**AIM OF THE EXERCISE:** Starting with the line that contains "Can you find the container" and stopping after the line that contains "Can you find the white", copy the entries below exactly. Include nothing else.

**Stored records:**
· · · ·
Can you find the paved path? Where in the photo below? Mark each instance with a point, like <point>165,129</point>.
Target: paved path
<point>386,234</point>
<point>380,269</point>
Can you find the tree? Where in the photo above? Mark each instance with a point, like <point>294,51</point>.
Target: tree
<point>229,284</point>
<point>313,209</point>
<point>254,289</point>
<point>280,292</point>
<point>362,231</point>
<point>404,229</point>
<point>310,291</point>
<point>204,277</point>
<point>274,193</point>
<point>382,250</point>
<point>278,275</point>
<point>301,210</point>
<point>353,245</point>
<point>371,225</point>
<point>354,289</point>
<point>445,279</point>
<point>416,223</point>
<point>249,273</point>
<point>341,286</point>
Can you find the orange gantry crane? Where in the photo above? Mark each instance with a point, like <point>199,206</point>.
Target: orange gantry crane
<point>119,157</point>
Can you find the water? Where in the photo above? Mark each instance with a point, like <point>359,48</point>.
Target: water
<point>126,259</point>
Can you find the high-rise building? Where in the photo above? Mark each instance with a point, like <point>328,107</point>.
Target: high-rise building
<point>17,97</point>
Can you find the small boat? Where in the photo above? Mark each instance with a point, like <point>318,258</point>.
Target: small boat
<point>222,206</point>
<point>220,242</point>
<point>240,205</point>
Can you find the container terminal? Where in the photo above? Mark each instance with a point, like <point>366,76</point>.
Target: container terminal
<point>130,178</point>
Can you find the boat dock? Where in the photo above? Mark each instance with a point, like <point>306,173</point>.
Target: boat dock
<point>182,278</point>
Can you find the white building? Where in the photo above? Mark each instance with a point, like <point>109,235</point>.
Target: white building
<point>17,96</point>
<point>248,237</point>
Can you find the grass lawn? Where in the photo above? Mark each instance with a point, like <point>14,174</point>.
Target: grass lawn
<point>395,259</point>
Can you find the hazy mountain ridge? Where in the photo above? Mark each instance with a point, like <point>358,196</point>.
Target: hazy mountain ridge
· · · ·
**YOUR RESPONSE:**
Can you find the container terminal? Where in the photo above? Mark each instance with a point, like <point>366,76</point>.
Target: container terminal
<point>130,178</point>
Can you find the boat dock? Where in the photo above? Mark each instance with a point, like <point>306,173</point>.
Target: boat dock
<point>182,278</point>
Can you find the white building? Where in the photo above? Mark each instance with a point, like <point>109,235</point>.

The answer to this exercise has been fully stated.